Énoncé du problème
Recopiez mot pour mot l'intégralité du passage sur l'organisation féodale des croisés en Palestine.

Section du document
☆ ☆ ☆

On a justement placé la cause principale de la fragilité de l'empire fondé par les croisés en Palestine, dans leur impuissance à lui donner la centralisation administrative, partant militaire, qui en aurait fortement uni les diverses principautés autour d'un pouvoir central ; mais il était impossible qu'il en fût autrement. Les chevaliers francs s'étaient engagés dans la croisade sous leur forte armure féodale, et nous ne parlons pas seulement de l'armure d'acier qui protégeait et soutenait leur corps, mais de l'armure faite des traditions sociales et morales qui leur étaient communes. Cette organisation et cette hiérarchie féodales avec leurs lois et coutumes si fermes et si robustes, firent la puissance de l'armée chrétienne en ferre lointaine, elles en assurèrent la cohésion dans des circonstances et des conditions où tout tendait à la détruire ; mais de cette organisation il ne leur était pas possible de se défaire du jour au lendemain pour la remplacer par une unité politique à laquelle nous ne parviendrons en France qu'au XIIIe siècle. L'ost des croisés était féodalement bâti, féodal jusqu'en ses moelles : la féodalité était sa vie même, en dehors des cadres féodaux elle ne pouvait subsister.

☆ ☆ ☆

Données fournies
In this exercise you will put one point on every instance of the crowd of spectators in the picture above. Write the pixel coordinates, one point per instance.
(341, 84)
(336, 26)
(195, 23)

☆ ☆ ☆

Résultat obtenu
On a justement placé la cause principale de la fragilité de l'empire fondé par les croisés en Palestine, dans leur impuissance à lui donner la centralisation administrative, partant militaire, qui en aurait fortement uni les diverses principautés autour d'un pouvoir central ; mais il était impossible qu'il en fût autrement. Les chevaliers francs s'étaient engagés dans la croisade sous leur forte armure féodale, et nous ne parlons pas seulement de l'armure d'acier qui protégeait et soutenait leur corps, mais de l'armure faite des traditions sociales et morales qui leur étaient communes. Cette organisation et cette hiérarchie féodales avec leurs lois et coutumes si fermes et si robustes, firent la puissance de l'armée chrétienne en ferre lointaine, elles en assurèrent la cohésion dans des circonstances et des conditions où tout tendait à la détruire ; mais de cette organisation il ne leur était pas possible de se défaire du jour au lendemain pour la remplacer par une unité politique à laquelle nous ne parviendrons en France qu'au XIIIe siècle. L'ost des croisés était féodalement bâti, féodal jusqu'en ses moelles : la féodalité était sa vie même, en dehors des cadres féodaux elle ne pouvait subsister.